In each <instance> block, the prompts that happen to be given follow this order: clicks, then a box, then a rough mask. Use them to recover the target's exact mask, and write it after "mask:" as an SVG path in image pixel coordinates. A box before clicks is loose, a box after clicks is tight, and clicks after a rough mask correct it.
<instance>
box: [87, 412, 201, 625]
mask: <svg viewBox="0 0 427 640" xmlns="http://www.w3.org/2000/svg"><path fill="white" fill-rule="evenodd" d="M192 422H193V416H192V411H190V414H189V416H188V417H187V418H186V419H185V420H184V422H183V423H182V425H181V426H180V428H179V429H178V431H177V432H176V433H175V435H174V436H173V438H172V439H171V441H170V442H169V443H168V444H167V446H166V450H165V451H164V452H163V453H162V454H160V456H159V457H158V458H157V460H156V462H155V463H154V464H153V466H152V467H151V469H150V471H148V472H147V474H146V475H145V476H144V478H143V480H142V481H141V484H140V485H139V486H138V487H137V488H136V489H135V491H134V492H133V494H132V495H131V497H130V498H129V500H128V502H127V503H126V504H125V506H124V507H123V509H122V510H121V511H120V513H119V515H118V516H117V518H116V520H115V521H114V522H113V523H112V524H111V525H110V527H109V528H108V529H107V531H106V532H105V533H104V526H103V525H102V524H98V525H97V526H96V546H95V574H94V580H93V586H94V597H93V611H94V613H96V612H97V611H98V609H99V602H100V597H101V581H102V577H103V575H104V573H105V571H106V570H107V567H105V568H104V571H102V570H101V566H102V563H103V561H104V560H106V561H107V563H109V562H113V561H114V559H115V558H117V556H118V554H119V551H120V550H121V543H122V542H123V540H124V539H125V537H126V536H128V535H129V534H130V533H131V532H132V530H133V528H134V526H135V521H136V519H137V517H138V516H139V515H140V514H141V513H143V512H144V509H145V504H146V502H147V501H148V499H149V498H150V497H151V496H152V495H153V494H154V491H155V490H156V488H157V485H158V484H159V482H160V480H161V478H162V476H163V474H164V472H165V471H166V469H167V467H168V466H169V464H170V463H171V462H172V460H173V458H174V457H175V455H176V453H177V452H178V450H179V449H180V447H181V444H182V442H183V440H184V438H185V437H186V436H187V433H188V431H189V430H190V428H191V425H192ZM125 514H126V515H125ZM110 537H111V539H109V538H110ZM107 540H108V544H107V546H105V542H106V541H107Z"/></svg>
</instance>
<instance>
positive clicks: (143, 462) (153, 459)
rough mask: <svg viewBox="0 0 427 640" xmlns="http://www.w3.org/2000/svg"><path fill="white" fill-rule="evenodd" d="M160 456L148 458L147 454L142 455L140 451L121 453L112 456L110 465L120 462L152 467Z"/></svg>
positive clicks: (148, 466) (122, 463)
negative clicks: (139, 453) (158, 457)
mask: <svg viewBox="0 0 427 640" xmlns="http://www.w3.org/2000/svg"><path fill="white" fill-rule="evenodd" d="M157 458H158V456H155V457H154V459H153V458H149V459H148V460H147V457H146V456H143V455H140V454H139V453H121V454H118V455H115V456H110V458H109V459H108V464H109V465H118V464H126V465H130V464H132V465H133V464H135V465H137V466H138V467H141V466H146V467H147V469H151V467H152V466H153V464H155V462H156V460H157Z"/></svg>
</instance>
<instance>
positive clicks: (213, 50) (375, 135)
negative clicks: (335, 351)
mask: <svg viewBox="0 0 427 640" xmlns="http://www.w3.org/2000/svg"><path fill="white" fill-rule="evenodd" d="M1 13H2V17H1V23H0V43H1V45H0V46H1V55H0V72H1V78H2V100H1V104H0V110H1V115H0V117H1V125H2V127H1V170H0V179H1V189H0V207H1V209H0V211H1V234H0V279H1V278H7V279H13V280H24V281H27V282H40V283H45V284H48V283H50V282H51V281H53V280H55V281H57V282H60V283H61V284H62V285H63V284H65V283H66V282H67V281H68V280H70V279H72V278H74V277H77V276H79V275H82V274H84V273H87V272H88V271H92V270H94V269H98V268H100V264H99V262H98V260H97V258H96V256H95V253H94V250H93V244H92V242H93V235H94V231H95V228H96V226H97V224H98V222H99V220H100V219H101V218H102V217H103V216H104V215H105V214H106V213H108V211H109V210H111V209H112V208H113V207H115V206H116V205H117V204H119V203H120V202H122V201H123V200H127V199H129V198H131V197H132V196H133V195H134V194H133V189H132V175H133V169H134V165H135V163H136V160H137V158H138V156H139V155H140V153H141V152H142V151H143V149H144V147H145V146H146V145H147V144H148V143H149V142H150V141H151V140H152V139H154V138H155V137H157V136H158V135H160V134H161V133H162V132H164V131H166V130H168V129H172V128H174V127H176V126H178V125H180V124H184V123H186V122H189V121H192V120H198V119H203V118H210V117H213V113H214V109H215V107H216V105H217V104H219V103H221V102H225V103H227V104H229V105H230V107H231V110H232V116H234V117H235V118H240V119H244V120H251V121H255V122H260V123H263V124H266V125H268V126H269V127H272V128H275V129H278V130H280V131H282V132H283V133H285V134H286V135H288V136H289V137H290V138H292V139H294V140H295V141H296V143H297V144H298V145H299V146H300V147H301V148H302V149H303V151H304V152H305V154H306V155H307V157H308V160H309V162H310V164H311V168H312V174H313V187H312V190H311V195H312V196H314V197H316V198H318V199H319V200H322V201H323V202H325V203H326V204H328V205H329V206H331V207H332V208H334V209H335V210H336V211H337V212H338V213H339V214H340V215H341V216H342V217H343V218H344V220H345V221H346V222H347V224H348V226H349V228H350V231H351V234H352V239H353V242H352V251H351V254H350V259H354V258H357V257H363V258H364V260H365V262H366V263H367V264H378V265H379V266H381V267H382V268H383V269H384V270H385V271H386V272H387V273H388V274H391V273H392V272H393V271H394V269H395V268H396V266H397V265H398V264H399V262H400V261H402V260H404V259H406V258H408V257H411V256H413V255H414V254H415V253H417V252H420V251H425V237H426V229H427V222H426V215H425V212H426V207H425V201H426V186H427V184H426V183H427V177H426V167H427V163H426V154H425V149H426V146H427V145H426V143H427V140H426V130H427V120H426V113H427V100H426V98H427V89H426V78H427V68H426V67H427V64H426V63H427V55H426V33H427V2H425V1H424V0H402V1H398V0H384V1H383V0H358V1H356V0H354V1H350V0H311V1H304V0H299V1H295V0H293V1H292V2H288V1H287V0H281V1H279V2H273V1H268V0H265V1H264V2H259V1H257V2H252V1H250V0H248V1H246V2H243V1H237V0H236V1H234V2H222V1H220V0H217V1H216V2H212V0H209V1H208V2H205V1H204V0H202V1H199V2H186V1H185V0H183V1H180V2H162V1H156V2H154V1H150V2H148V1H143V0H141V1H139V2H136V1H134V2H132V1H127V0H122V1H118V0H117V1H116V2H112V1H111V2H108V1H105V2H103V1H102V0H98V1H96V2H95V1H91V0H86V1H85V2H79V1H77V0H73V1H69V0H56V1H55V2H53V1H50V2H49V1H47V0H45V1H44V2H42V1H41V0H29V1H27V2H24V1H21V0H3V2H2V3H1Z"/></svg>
==
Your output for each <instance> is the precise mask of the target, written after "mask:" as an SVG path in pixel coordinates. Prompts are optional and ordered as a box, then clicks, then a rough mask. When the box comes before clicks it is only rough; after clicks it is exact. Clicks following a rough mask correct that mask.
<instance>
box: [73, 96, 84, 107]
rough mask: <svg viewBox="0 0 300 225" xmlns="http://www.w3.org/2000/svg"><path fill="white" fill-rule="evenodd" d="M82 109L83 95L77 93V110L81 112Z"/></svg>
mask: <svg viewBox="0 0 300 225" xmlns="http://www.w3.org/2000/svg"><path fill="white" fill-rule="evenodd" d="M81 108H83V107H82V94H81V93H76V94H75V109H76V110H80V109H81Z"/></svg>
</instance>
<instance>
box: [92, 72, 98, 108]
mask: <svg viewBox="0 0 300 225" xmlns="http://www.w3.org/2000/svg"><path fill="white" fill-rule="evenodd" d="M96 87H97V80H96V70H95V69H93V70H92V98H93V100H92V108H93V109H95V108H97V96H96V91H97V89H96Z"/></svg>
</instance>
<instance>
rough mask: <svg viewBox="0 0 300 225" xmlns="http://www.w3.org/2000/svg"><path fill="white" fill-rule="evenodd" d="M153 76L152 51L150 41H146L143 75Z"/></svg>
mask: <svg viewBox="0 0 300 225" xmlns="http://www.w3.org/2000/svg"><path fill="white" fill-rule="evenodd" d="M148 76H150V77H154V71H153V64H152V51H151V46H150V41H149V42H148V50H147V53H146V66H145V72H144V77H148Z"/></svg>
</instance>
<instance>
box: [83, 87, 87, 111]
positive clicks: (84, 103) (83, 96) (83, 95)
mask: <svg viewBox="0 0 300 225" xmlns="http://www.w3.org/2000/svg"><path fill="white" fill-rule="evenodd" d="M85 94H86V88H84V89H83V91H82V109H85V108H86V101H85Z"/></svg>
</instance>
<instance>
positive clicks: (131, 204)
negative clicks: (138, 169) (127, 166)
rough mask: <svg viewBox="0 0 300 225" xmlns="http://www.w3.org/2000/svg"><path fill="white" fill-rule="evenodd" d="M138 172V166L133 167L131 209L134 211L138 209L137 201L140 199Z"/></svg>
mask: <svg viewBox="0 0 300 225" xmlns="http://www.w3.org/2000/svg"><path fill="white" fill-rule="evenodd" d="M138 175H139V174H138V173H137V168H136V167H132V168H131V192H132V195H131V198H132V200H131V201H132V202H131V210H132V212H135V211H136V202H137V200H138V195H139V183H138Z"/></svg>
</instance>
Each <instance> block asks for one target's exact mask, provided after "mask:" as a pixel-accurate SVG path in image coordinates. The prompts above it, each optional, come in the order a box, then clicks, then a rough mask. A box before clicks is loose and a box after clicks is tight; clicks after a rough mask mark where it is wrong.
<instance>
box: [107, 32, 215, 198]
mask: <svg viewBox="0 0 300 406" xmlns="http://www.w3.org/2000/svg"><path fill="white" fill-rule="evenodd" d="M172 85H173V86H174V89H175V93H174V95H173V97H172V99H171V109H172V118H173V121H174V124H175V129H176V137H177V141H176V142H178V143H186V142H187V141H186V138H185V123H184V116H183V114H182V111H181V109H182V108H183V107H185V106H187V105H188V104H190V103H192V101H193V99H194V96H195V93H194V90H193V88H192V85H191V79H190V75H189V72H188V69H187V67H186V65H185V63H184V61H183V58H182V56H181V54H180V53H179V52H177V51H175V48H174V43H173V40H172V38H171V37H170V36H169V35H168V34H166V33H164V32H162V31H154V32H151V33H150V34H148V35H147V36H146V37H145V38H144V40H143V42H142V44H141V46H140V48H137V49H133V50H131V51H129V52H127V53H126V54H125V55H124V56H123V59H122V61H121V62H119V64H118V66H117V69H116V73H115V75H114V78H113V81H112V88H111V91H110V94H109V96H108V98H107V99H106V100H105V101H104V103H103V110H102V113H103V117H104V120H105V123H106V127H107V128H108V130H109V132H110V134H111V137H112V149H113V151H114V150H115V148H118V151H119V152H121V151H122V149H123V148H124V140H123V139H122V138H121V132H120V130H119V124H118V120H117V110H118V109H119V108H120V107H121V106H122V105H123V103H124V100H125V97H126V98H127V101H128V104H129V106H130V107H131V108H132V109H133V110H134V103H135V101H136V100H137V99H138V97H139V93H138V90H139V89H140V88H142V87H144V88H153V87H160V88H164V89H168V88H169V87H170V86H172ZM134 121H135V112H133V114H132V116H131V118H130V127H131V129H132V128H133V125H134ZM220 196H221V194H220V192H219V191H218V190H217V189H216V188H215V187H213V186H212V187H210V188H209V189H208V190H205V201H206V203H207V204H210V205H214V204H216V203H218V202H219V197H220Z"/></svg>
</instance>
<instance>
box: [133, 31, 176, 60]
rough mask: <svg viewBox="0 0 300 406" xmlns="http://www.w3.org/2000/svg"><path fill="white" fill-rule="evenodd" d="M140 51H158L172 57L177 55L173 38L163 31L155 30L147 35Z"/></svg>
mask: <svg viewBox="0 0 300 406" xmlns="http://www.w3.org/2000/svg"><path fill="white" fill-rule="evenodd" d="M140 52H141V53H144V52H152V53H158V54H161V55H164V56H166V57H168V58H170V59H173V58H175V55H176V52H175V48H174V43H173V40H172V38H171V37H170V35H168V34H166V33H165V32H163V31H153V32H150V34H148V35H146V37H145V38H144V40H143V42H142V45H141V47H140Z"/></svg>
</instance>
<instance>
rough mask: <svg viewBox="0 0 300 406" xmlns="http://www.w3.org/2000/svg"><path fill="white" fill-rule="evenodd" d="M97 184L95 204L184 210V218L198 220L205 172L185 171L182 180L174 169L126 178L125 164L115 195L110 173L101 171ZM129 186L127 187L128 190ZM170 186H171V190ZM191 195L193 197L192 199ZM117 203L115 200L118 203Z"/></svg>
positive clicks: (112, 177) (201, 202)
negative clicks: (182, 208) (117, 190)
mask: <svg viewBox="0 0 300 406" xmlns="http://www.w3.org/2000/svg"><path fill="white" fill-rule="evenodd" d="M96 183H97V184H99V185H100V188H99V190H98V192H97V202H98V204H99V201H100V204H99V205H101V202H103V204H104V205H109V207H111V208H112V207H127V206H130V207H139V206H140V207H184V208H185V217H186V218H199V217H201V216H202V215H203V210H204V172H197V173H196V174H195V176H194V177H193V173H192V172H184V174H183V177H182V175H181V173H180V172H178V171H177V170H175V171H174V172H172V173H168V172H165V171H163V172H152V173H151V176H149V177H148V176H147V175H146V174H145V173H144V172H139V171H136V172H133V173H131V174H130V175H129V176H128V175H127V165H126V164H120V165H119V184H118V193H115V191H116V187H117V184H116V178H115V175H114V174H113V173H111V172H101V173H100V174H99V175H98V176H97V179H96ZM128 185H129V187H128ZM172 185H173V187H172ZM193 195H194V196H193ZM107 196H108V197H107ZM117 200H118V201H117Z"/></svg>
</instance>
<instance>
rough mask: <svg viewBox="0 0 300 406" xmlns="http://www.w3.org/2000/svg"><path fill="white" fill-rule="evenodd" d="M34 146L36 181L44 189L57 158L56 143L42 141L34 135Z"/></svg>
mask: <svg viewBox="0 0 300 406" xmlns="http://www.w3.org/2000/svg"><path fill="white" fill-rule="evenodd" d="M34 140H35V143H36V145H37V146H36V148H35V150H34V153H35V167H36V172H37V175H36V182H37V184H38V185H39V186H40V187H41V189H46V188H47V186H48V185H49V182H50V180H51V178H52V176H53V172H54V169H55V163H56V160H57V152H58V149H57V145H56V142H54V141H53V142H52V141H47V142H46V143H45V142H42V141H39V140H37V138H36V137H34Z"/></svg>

Exercise ▸
Write down again, exactly as given, only the lines above that fall from the line with "positive clicks: (131, 204)" to the line with "negative clicks: (138, 169) (127, 166)", inclusive.

Final answer ▸
positive clicks: (131, 204)
negative clicks: (138, 169) (127, 166)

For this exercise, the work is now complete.